■ Belge kesiti
_ _ _

Yargıtay 10. Hukuk Dairesi 2022/7196 Esas 2022/11102 Karar Sayılı İlamı

Abaküs Yazılım
10. Hukuk Dairesi
Esas No: 2022/7196
Karar No: 2022/11102
Karar Tarihi: 22.09.2022

Yargıtay 10. Hukuk Dairesi 2022/7196 Esas 2022/11102 Karar Sayılı İlamı

10. Hukuk Dairesi         2022/7196 E.  ,  2022/11102 K.

    "İçtihat Metni"

    Bölge Adliye
    Mahkemesi : Samsun Bölge Adliye Mahkemesi 8. Hukuk Dairesi
    No : 2021/269-2022/204

    İlk Derece
    Mahkemesi : Samsun 3. İş Mahkemesi
    No : 2020/385-2020/665

    Dava, ölüm aylığının kesilmesine dair Kurum işleminin iptali, kesildiği tarihten itibaren aylığının yeniden bağlanması istemine ilişkindir.

_ _ _

■ Kaynak alıntısı
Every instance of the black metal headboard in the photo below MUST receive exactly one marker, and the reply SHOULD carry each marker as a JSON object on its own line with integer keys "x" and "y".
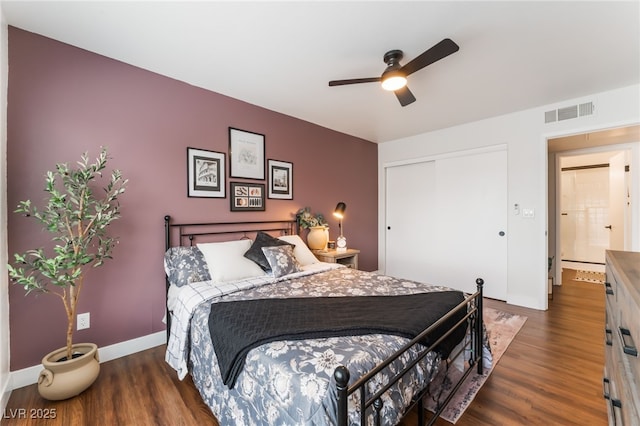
{"x": 189, "y": 231}
{"x": 179, "y": 234}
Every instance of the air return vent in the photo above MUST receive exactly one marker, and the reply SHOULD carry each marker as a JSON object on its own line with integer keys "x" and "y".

_ _ _

■ Yapılacak iş
Yargıtay kararında "Abaküs Yazılım" sözlerini içeren ifadeyle açılıp "E.  ,  2022/11102 K." ile kapanan bölümü hiç değiştirmeden yazın.

■ Eksiksiz yanıt
Abaküs Yazılım
10. Hukuk Dairesi
Esas No: 2022/7196
Karar No: 2022/11102
Karar Tarihi: 22.09.2022

Yargıtay 10. Hukuk Dairesi 2022/7196 Esas 2022/11102 Karar Sayılı İlamı

10. Hukuk Dairesi         2022/7196 E.  ,  2022/11102 K.